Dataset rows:

________

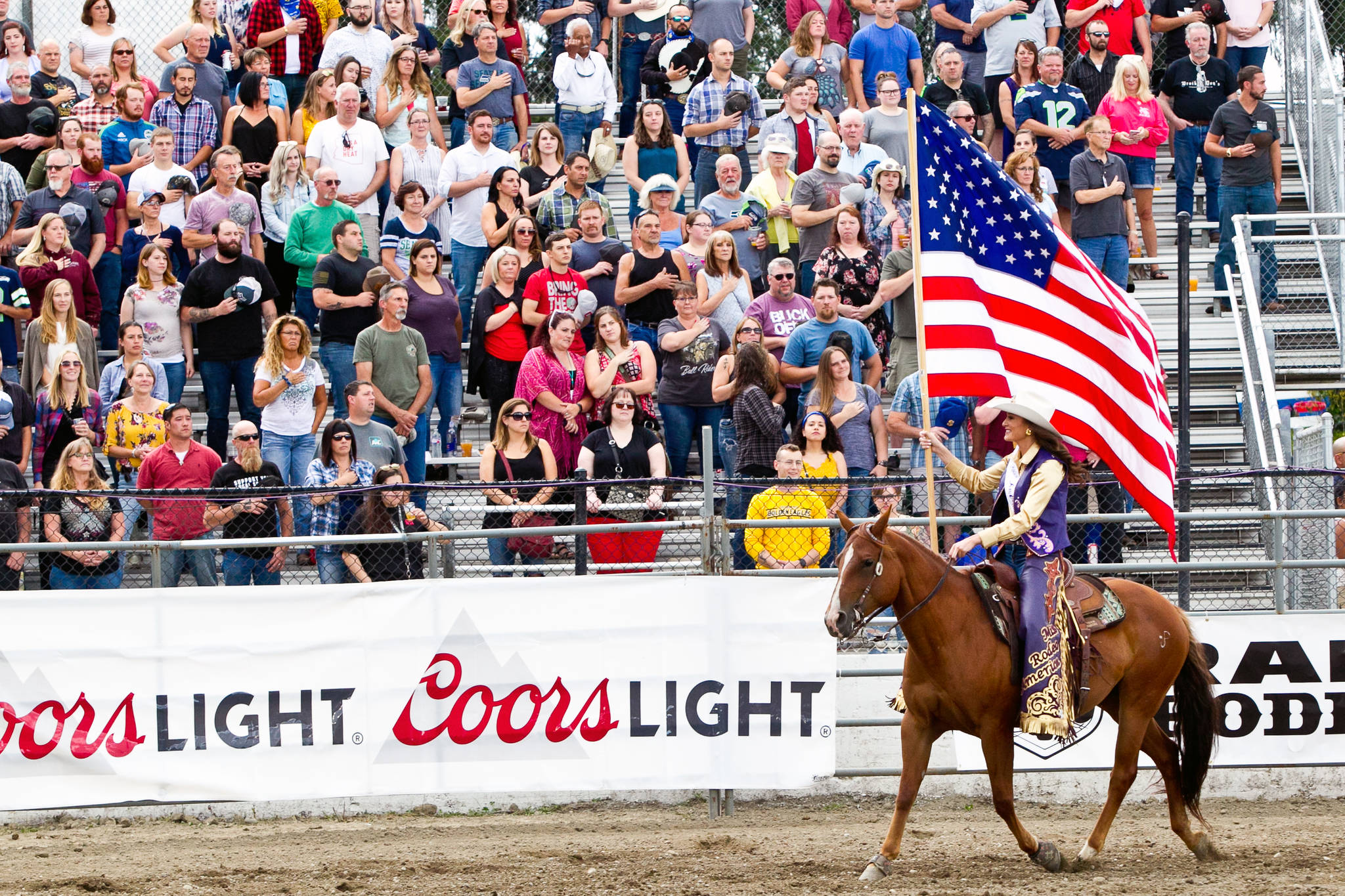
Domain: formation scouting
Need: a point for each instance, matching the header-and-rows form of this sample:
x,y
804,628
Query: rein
x,y
877,571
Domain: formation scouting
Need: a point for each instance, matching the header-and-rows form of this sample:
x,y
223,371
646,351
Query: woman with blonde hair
x,y
499,339
291,391
618,360
125,74
287,190
51,332
545,163
722,286
70,517
319,104
404,88
222,39
514,454
1138,129
458,49
152,303
66,412
49,257
1025,169
814,53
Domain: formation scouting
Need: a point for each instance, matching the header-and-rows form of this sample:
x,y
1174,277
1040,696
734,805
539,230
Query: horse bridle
x,y
866,530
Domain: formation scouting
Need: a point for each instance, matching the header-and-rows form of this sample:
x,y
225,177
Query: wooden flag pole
x,y
914,178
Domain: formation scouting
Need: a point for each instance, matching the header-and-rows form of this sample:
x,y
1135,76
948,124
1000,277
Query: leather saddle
x,y
1094,605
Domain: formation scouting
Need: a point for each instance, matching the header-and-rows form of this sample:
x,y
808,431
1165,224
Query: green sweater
x,y
311,236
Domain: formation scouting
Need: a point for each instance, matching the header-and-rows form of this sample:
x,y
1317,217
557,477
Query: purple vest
x,y
1047,535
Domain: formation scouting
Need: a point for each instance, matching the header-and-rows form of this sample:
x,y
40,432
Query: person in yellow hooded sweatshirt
x,y
782,548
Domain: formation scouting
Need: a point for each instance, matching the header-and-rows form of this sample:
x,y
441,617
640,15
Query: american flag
x,y
1012,305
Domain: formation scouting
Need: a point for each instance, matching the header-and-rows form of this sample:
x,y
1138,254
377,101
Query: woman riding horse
x,y
1029,522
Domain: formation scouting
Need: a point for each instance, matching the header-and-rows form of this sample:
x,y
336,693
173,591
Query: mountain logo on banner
x,y
1048,747
468,707
74,739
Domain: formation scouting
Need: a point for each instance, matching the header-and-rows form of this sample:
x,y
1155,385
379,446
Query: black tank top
x,y
256,142
525,469
654,307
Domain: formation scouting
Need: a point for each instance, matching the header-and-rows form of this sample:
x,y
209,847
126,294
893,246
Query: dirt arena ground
x,y
789,847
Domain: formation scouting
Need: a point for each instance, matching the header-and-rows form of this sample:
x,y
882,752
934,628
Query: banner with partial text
x,y
546,684
1279,681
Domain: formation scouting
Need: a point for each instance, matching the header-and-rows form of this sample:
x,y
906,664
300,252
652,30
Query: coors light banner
x,y
418,687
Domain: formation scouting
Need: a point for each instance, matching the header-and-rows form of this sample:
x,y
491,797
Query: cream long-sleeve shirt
x,y
1044,484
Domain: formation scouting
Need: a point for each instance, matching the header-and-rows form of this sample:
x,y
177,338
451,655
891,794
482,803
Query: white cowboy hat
x,y
602,154
1030,408
780,144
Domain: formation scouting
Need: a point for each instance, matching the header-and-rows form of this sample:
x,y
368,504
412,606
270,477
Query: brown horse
x,y
958,677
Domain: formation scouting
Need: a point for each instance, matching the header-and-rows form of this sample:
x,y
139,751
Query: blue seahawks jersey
x,y
1059,106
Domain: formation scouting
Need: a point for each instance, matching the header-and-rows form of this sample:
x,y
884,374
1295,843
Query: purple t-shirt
x,y
210,207
433,317
779,319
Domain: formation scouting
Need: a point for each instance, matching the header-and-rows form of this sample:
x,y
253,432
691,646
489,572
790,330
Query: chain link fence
x,y
1243,555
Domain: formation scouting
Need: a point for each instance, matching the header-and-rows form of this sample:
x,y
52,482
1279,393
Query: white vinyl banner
x,y
1281,692
420,687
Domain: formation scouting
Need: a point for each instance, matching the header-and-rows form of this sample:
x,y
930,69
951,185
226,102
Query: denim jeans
x,y
416,449
682,429
632,54
447,394
106,273
200,563
1188,150
340,360
304,305
62,581
468,263
244,570
1241,56
576,128
1248,200
292,453
331,567
218,379
806,277
1111,255
177,377
505,136
704,168
500,555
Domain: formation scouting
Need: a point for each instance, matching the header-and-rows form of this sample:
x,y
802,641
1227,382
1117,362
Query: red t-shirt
x,y
178,519
508,343
1121,22
554,292
803,140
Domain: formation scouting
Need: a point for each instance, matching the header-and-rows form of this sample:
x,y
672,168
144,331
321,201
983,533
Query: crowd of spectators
x,y
287,184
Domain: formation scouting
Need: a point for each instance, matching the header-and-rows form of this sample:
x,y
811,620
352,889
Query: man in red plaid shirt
x,y
292,33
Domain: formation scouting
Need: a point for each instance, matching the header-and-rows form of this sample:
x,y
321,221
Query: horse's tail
x,y
1196,723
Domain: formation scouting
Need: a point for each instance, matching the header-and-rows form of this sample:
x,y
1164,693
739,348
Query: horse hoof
x,y
1206,851
877,868
1048,856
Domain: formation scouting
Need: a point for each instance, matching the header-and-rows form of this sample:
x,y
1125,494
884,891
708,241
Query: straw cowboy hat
x,y
1030,408
602,154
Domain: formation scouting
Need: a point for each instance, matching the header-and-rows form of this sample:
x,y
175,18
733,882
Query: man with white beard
x,y
250,517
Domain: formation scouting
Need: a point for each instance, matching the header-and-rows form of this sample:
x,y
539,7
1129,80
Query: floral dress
x,y
858,280
541,372
628,372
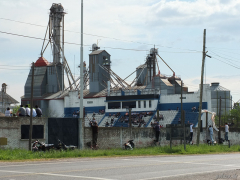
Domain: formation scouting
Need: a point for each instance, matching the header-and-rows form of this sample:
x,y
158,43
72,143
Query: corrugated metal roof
x,y
58,95
101,93
141,66
165,81
97,52
179,82
8,98
218,88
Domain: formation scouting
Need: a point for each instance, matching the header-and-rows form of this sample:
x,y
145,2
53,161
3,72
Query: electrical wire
x,y
117,39
226,63
225,57
31,37
15,66
228,51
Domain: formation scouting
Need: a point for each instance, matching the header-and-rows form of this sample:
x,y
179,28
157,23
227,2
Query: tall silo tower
x,y
218,91
98,77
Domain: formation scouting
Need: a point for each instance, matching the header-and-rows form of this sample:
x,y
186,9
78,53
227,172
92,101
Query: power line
x,y
15,66
224,57
226,63
31,37
117,39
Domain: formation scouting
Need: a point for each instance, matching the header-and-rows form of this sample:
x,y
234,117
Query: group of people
x,y
137,118
26,111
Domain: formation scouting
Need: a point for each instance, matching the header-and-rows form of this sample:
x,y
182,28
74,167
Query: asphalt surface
x,y
187,167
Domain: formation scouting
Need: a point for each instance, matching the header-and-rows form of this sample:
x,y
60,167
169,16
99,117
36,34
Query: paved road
x,y
202,167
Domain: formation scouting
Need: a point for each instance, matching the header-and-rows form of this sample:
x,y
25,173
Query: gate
x,y
65,129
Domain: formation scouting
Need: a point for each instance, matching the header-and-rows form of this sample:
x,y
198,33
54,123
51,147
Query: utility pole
x,y
31,104
181,105
201,90
219,121
81,84
2,101
182,124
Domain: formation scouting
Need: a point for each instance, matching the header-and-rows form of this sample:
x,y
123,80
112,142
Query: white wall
x,y
189,97
153,108
72,100
56,108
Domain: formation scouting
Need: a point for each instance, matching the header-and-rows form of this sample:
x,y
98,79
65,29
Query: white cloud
x,y
169,23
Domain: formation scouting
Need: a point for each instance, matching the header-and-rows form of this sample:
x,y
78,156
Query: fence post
x,y
121,142
80,133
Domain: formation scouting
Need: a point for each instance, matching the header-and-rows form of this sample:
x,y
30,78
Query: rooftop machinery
x,y
55,30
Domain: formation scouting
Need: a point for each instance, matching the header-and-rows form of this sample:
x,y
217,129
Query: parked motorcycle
x,y
40,146
62,146
129,145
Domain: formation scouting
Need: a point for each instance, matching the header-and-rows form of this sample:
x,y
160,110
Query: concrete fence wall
x,y
114,137
10,128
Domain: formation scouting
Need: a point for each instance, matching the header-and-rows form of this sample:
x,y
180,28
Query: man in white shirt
x,y
27,110
226,131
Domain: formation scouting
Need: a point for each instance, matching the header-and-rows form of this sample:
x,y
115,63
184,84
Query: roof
x,y
41,62
165,81
58,95
218,88
98,52
141,66
7,97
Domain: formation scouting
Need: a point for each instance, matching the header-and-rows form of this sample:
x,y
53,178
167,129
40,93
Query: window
x,y
114,105
37,132
129,104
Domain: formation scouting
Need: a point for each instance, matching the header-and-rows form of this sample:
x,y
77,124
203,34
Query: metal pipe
x,y
81,80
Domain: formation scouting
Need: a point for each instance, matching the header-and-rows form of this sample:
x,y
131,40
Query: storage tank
x,y
142,71
216,92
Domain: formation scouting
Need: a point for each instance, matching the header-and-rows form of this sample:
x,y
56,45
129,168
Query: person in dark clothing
x,y
157,131
94,127
38,111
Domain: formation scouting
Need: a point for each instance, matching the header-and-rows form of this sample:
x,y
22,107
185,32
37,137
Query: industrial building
x,y
6,100
105,90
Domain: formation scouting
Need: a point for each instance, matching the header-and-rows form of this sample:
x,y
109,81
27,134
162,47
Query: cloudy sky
x,y
175,27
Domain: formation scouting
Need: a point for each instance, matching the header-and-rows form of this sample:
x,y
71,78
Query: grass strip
x,y
19,154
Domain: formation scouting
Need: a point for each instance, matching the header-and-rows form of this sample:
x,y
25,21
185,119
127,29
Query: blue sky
x,y
175,27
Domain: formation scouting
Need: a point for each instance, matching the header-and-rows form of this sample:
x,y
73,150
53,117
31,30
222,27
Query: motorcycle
x,y
62,146
40,146
129,145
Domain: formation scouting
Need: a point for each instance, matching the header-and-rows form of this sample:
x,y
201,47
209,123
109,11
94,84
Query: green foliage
x,y
18,154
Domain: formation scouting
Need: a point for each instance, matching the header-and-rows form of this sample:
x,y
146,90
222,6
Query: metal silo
x,y
141,75
216,92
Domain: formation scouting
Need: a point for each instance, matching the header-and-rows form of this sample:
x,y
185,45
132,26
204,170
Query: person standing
x,y
38,111
191,132
27,110
34,113
226,131
211,134
22,111
157,131
94,127
8,112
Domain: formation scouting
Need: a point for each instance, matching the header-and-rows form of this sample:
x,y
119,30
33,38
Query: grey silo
x,y
98,77
216,92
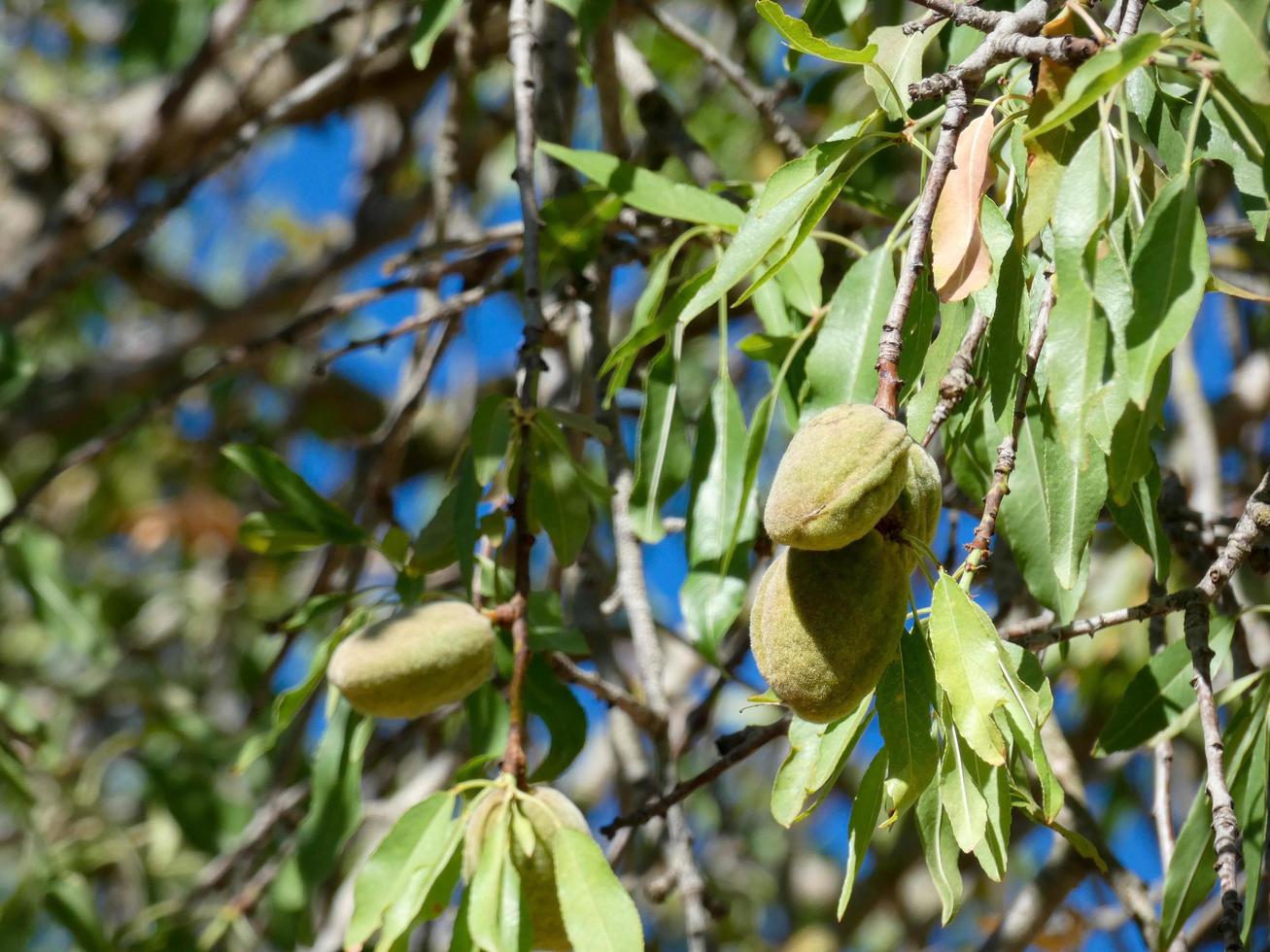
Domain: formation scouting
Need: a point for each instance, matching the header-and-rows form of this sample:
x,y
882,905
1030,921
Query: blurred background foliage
x,y
143,644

________

### The exercise:
How many lines of the entries above contain the string "motorcycle"? Give only the number.

### Exercise result:
2